Tuesday, November 30, 2010

Will The Real Programmers Please Stand Up?

Arousing posting on the RethinkDB blog.

In the interest of openness, we’ll post the smoke test that makes us turn away 19 out of 20 candidates within half an hour of a phone conversation (and that’s after screening the resumes). We don’t ask people to code a solution to a complex algorithms problem. We don’t ask to solve tricky puzzle questions. We don’t ask to do complex pointer arithmetic or manipulation. Here is the question that the vast majority of candidates are unable to successfully solve, even in half an hour, even with a lot of nudging in the right direction:

Write a C function that reverses a singly-linked list.

That’s it. We’ve turned away people with incredibly impressive resumes (including kernel developers, compiler designers, and many a Ph.D. candidate) because they were unable to code a solution to this problem in any reasonable amount of time.

Thursday, November 25, 2010

Using Database Snapshots For Fast Testautomation DB Restore

The textbooks basically suggest the following alternatives for restoring databases to their original state after individual automated test runs:

(1) Let each test insert its own testdata on initialization, and when done, revert those changes, as well as everything the test did update.
(2) Embed the whole test run in a transaction, and rollback the transaction at the end.
(3) Restore the database from its original state before each test.

= What you need to do =
Please transcribe the stretch of the blog page from "Using Database Snapshots" through "before each test.". The material after this point isn't needed.

= Data =
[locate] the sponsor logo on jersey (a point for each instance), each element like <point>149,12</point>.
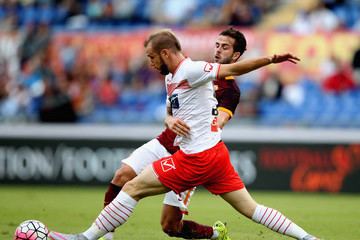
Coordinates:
<point>167,164</point>
<point>208,67</point>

= Complete answer =
Using Database Snapshots For Fast Testautomation DB Restore

The textbooks basically suggest the following alternatives for restoring databases to their original state after individual automated test runs:

(1) Let each test insert its own testdata on initialization, and when done, revert those changes, as well as everything the test did update.
(2) Embed the whole test run in a transaction, and rollback the transaction at the end.
(3) Restore the database from its original state before each test.